Auf der Bühne präsent, wird er dennoch nicht zu einer überzeugend schlüssigen Figur: Christian Henneberg als „Der fliegende Holländer“ in Görlitz. © Pawel Sosnowski

Von Jens Daniel Schubert

Der fliegende Holländer mag Papierbötchen. Schon als Kind faltete er sie mit der Mutter. Doch immer kam einer, der die Idylle störte. Zwischen sich hoch auftürmenden Wolkenkratzern beginnt die Görlitzer Inszenierung von Wagners romantischer Oper. Auch wenn der szenische Rahmen mehr Fragen aufwirft als klärt: Er generiert große Bilder. Die Solisten und Ensembles musizieren beeindruckend, und so wurde die Premiere am Sonnabend begeistert gefeiert.

> [Aufgaben und Übungen]
a – Beantworten Sie anhand des Textausschnitts:
(i) Wer stellt laut Bildunterschrift den Holländer in Görlitz dar?
(ii) Was faltete der Holländer als Kind mit der Mutter?
(iii) An welchem Tag wurde die Premiere gefeiert?
b – Übersetzen Sie bitte den Satz „Zwischen sich hoch auftürmenden Wolkenkratzern beginnt die Görlitzer Inszenierung von Wagners romantischer Oper.“ aus dem Textausschnitt ins Englische.
Die Daten haben mit dem Textausschnitt nichts zu tun.

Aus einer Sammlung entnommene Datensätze
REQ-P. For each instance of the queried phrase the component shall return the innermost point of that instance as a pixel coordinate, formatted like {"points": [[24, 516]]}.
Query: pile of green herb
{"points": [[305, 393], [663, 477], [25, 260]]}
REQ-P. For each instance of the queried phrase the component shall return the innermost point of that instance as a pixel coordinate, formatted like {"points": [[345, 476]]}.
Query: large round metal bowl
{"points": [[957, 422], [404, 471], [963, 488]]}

--

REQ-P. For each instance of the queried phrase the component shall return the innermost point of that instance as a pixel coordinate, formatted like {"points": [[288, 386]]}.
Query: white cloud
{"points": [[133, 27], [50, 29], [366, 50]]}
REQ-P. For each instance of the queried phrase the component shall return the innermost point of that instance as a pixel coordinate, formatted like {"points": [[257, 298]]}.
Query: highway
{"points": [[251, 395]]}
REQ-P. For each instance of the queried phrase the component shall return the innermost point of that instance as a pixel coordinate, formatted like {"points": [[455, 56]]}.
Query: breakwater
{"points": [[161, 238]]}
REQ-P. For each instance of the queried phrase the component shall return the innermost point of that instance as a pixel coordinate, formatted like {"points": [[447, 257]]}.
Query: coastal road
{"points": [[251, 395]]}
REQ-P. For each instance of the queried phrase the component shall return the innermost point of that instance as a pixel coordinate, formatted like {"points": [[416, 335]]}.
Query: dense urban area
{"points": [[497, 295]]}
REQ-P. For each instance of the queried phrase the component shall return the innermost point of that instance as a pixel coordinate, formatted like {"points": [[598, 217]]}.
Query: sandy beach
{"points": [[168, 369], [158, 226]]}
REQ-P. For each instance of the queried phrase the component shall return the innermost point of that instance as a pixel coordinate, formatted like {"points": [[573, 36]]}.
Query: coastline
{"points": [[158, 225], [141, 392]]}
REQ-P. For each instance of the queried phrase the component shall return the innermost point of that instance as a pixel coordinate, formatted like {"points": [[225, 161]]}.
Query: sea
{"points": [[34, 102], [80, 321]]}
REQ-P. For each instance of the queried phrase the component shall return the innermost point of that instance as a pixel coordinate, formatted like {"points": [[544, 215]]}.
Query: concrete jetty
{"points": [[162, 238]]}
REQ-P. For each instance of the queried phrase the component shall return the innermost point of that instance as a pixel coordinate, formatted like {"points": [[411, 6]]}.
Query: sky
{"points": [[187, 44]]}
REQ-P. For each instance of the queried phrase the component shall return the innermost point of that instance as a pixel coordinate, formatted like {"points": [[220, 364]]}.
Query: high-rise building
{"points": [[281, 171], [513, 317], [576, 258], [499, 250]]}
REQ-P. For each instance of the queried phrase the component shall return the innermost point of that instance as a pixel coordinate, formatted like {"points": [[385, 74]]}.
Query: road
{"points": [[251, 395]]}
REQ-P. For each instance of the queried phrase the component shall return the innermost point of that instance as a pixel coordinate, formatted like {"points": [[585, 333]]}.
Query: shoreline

> [Lösungen]
a –
(i) Christian Henneberg
(ii) Papierbötchen
(iii) Am Sonnabend

b – The Görlitz production of Wagner's romantic opera begins among towering skyscrapers.